§ **Task list**
**a.** Repeat the ST 2110 article from "ST 2110 is targeted" up to and including "individually later on.", switching "feeds" to "signals".
**b.** According to the ST 2110 article, which document covers Constant Bit-Rate Compressed Video?

§ **Passage given**
^^^^
Standards: Part 7 - ST 2110 - A Review Of The Current Standard

Of all of the broadcast standards it is perhaps SMPTE ST 2110 which has had the greatest impact on production & distribution infrastructure in recent years, but much has changed since it’s 2017 release.

This article is part of our growing series on Standards.
There is an overview of all 26 articles in Part 1 - An Introduction To Standards.

ST 2110 facilitates the transport of live streams of media content around a broadcast production environment as a replacement for SDI cabling and to enable entirely new production workflows.

ST 2110 is targeted at that part of a broadcast production architecture that needs to send and receive live video feeds. These often come from external sources such as sports, entertainment or news events. Outgoing feeds from playout systems are delivered to distribution outlets. The quality of the content is paramount. Available network bandwidth should not be a limiting factor. Streaming services operate under a different regime where video quality may be compressed to a lower quality so it can work within a limited network capacity.

This time we examine the individual parts of ST 2110 that are currently available. There isn't sufficient space to delve deeply into them all but an overview will cover the more important characteristics. We will come back to deal with them individually later on.

There Are Lots Of Moving Parts

A search for information about ST 2110 reveals many articles that were published immediately after it was introduced in 2017. That early material focuses on the original four core parts of the standard. This was a starting point and some observers suggested the standard was incomplete at that time. From the perspective of 2017, that may be a fair comment because they could not predict how things would evolve over the next 7 years. The situation is quite different now with many additional parts now available:

Document	Description
OV 2110-0	Overview.
ST 2110-10	System Timing.
ST 2110-20	Uncompressed Video.
ST 2110-21	Traffic Shaping for Video.
ST 2110-22	Constant Bit-Rate Compressed Video.
RP 2110-23	Single Video Transport split over Multiple Streams.
RP 2110-24	Special Considerations for SD Video.
RP 2110-25	Measurement Practices.
ST 2110-30	PCM Digital Audio.
ST 2110-31	AES-3 Transport.
ST 2110-40	SDI Ancillary Data transport.
ST 2110-41	Fast Metadata Transport.
ST 2110-42	Fast Metadata Formatting.
ST 2110-43	Transport of Timed Text Captions and Subtitles.

SMPTE standards are generally free of any patent encumbrance. That is not to say there are no patents involved, but they are very rare compared with ISO and MPEG standards for example.

Useful Standards From Other Organisations

To judge any standard to be incomplete on its own is unreasonable. None of the standards we routinely use exist in isolation. Combining standards from different organisations is often necessary. This is evident when you read the ST 2110 overview document (OV 2110-0). Standards are constantly evolving as their working groups discover shortcomings. These are then addressed and the standards are republished with enhancements.
^^^^
§ **Excerpted data**

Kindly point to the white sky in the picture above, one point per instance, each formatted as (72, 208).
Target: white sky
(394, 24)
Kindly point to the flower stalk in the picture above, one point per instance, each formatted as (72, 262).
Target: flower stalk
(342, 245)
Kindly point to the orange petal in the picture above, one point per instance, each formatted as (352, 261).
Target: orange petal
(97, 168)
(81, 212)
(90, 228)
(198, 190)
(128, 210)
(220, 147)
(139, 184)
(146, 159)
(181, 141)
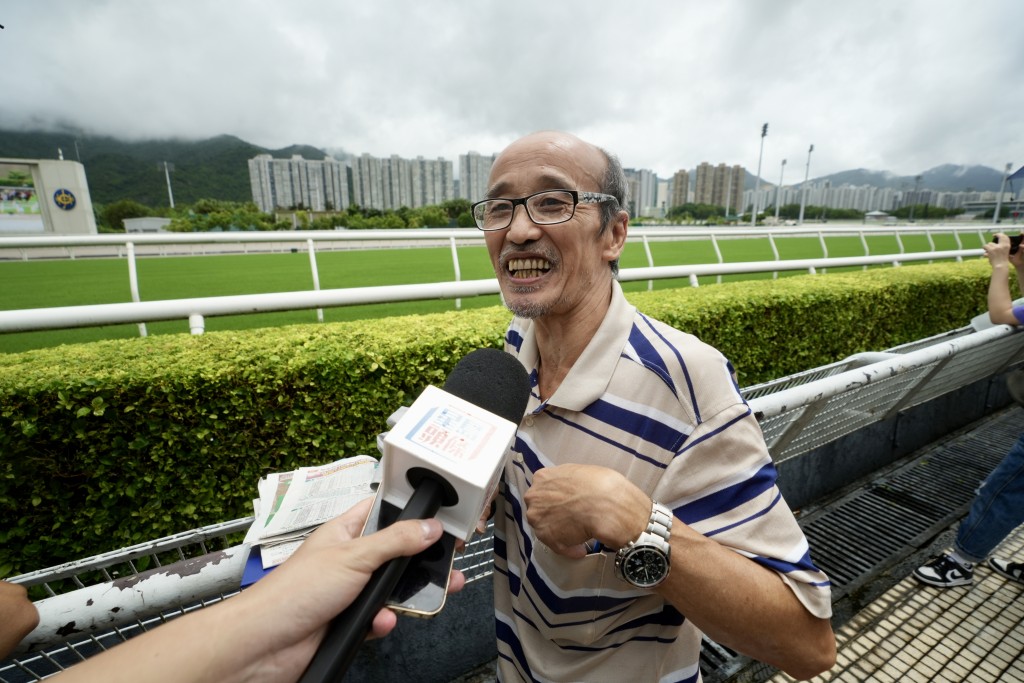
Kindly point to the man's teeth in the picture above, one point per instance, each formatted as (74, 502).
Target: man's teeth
(528, 267)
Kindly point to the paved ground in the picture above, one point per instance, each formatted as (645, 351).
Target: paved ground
(919, 633)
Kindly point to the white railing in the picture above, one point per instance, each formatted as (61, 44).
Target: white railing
(196, 310)
(163, 244)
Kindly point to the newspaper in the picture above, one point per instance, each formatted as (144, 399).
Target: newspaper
(292, 505)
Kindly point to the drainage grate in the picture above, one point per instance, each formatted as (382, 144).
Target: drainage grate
(868, 529)
(871, 529)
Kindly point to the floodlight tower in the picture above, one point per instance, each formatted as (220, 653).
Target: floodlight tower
(167, 174)
(998, 198)
(778, 190)
(916, 194)
(803, 191)
(757, 178)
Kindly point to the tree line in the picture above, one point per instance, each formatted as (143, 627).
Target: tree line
(218, 215)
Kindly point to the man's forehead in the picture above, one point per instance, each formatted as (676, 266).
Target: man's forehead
(548, 161)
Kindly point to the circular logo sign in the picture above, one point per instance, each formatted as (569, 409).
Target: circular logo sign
(65, 199)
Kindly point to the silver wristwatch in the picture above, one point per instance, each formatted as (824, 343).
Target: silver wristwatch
(644, 562)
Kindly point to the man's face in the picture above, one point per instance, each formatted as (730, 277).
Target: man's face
(559, 269)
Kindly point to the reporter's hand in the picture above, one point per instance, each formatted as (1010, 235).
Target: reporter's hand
(298, 599)
(271, 630)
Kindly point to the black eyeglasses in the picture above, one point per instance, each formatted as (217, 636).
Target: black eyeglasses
(545, 208)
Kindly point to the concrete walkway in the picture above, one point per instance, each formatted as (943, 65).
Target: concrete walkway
(918, 633)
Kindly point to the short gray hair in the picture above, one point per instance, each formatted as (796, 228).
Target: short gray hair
(612, 183)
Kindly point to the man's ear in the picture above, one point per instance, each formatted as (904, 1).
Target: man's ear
(614, 236)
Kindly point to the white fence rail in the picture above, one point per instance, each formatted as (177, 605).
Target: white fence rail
(196, 310)
(164, 244)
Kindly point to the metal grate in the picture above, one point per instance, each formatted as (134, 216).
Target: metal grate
(870, 528)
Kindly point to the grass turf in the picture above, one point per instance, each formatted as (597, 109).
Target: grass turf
(80, 282)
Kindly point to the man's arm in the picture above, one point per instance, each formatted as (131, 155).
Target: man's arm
(733, 600)
(1000, 307)
(17, 616)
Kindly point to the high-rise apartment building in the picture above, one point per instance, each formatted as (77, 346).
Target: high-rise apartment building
(395, 182)
(474, 169)
(680, 188)
(720, 185)
(298, 182)
(369, 181)
(642, 200)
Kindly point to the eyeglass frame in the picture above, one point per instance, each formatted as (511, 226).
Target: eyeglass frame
(578, 199)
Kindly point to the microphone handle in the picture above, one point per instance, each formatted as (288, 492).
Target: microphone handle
(349, 629)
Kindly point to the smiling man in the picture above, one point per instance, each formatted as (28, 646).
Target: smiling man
(639, 507)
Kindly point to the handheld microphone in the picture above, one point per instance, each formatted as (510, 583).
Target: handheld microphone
(443, 457)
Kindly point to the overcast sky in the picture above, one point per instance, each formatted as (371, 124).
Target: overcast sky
(895, 85)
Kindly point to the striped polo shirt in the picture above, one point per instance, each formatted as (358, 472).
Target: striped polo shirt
(662, 408)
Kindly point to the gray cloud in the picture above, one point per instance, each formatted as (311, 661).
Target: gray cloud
(665, 85)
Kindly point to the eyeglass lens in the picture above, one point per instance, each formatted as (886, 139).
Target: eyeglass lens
(555, 206)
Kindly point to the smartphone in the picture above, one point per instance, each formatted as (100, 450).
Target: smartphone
(1015, 242)
(423, 587)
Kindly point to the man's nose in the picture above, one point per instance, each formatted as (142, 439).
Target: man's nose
(522, 228)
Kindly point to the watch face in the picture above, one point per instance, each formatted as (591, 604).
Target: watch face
(645, 566)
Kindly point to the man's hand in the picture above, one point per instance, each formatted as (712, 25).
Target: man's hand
(569, 505)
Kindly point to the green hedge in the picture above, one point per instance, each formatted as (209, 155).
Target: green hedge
(111, 443)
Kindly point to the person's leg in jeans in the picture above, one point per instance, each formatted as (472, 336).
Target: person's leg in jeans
(997, 509)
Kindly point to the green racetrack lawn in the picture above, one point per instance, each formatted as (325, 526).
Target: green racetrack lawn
(70, 283)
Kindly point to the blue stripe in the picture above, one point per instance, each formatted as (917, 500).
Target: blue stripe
(716, 432)
(759, 513)
(513, 339)
(668, 615)
(641, 426)
(804, 564)
(680, 361)
(727, 499)
(650, 358)
(605, 439)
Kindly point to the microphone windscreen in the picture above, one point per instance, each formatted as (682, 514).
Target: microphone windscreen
(493, 380)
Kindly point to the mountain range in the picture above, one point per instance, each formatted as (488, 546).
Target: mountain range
(217, 168)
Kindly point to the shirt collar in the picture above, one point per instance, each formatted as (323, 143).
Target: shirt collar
(592, 372)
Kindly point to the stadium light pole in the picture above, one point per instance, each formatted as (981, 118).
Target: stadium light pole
(916, 194)
(167, 174)
(998, 198)
(757, 178)
(803, 191)
(778, 190)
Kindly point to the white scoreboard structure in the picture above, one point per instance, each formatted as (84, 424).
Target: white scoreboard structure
(44, 197)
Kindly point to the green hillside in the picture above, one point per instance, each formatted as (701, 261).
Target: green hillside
(214, 168)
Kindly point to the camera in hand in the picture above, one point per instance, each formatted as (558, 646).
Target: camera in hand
(1015, 242)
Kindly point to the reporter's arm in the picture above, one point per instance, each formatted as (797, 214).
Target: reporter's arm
(17, 616)
(271, 630)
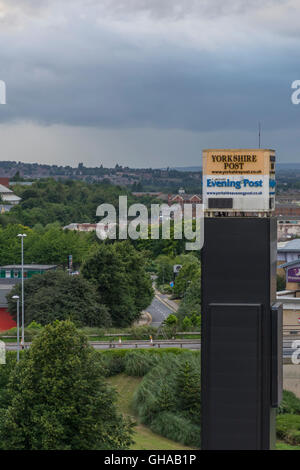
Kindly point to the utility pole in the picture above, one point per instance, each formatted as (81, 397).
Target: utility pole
(22, 235)
(17, 298)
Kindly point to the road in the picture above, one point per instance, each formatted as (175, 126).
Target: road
(160, 308)
(179, 343)
(145, 344)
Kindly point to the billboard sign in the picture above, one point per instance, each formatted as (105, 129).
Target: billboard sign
(293, 274)
(239, 179)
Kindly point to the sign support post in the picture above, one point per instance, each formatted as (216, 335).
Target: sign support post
(241, 345)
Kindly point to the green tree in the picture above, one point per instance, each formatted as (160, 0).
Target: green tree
(280, 282)
(124, 286)
(188, 391)
(55, 295)
(189, 272)
(190, 306)
(59, 399)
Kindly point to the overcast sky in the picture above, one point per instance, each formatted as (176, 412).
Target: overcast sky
(147, 82)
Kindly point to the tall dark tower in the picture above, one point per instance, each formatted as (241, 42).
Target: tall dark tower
(241, 323)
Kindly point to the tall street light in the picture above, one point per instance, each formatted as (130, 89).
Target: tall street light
(17, 298)
(22, 235)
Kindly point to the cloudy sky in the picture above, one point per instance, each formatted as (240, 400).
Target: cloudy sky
(147, 82)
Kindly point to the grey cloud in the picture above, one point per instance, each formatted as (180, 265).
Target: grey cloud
(88, 71)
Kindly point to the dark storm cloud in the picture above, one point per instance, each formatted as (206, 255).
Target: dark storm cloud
(130, 64)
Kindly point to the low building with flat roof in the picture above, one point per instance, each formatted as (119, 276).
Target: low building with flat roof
(13, 272)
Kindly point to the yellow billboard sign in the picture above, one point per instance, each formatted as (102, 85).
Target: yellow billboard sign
(237, 161)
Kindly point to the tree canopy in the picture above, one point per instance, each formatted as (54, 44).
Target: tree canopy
(59, 399)
(124, 286)
(55, 295)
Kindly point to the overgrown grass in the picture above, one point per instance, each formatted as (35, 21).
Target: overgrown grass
(144, 438)
(159, 400)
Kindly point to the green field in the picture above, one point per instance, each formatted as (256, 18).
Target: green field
(144, 438)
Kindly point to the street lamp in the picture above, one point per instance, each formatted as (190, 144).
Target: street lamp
(22, 235)
(17, 298)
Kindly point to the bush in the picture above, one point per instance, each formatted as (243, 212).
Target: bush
(177, 428)
(290, 403)
(112, 362)
(139, 363)
(160, 402)
(288, 428)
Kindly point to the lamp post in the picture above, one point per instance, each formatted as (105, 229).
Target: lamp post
(17, 298)
(22, 235)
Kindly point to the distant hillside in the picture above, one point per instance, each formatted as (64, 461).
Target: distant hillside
(187, 168)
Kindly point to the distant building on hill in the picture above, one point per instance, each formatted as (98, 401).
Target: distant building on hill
(7, 196)
(9, 276)
(13, 272)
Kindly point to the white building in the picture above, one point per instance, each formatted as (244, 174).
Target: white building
(7, 196)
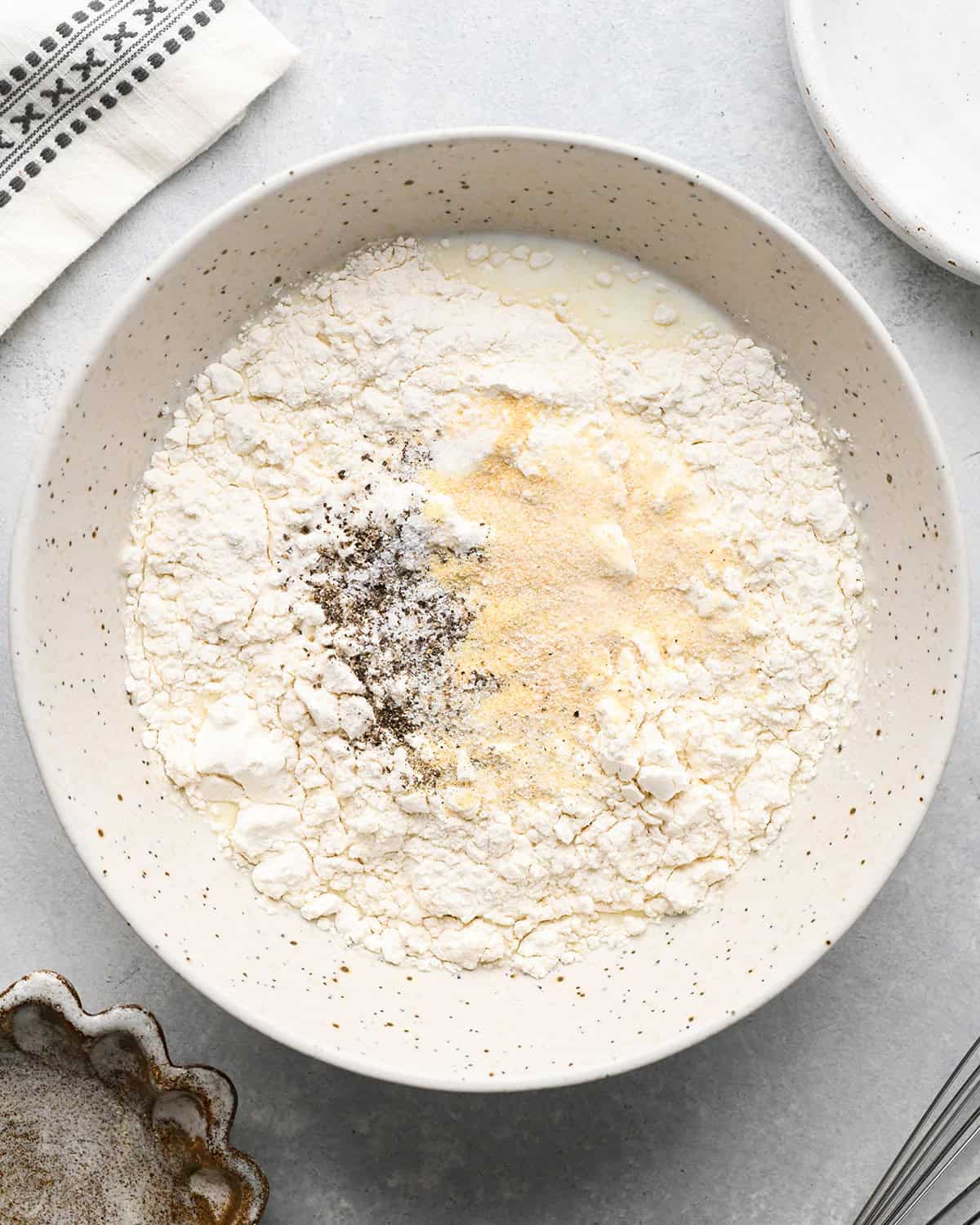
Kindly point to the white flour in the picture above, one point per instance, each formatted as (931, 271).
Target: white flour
(480, 641)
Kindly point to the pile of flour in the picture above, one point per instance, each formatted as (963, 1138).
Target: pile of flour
(293, 636)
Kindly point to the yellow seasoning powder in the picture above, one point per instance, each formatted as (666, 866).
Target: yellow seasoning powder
(595, 534)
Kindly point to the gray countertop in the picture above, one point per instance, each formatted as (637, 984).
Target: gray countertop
(788, 1116)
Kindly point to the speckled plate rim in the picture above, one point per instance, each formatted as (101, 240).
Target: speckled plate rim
(832, 129)
(223, 997)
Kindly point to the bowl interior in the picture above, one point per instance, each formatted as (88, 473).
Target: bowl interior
(161, 865)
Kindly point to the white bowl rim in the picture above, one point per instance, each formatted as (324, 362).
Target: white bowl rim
(817, 97)
(225, 997)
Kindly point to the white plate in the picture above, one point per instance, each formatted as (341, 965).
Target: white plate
(159, 862)
(894, 95)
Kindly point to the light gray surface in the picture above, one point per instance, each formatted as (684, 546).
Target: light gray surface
(789, 1116)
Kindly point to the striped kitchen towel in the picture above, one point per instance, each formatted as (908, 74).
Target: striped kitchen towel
(100, 102)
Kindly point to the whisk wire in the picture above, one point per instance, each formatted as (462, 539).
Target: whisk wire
(926, 1154)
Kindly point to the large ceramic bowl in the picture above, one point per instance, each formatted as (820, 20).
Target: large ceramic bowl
(161, 865)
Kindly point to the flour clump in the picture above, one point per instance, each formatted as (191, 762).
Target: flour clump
(479, 639)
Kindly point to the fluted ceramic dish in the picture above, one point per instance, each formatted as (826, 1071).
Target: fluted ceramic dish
(97, 1125)
(161, 864)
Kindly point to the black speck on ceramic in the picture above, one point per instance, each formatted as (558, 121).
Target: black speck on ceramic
(161, 865)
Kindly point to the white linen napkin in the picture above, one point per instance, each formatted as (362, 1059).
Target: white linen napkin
(100, 102)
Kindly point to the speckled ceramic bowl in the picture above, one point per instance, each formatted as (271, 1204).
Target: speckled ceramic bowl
(161, 865)
(100, 1126)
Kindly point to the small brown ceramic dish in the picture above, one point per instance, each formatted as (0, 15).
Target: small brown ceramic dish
(97, 1125)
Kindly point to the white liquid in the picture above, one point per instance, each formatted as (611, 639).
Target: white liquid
(617, 298)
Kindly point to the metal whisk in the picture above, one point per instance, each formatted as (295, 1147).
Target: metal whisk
(947, 1127)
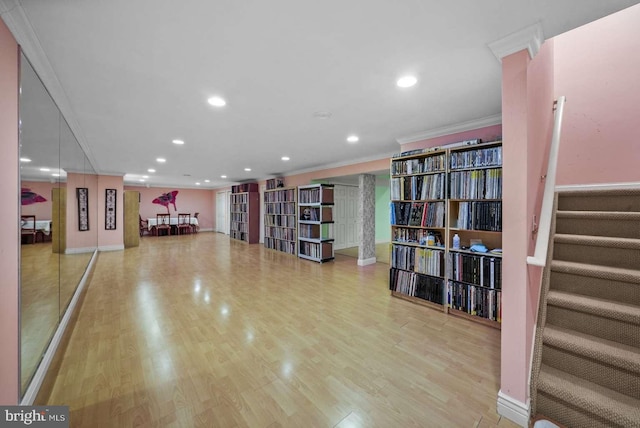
^^^^
§ **Task results**
**a.**
ST 2110 is targeted at that part of a broadcast production architecture that needs to send and receive live video signals. These often come from external sources such as sports, entertainment or news events. Outgoing signals from playout systems are delivered to distribution outlets. The quality of the content is paramount. Available network bandwidth should not be a limiting factor. Streaming services operate under a different regime where video quality may be compressed to a lower quality so it can work within a limited network capacity.

This time we examine the individual parts of ST 2110 that are currently available. There isn't sufficient space to delve deeply into them all but an overview will cover the more important characteristics. We will come back to deal with them individually later on.

**b.** ST 2110-22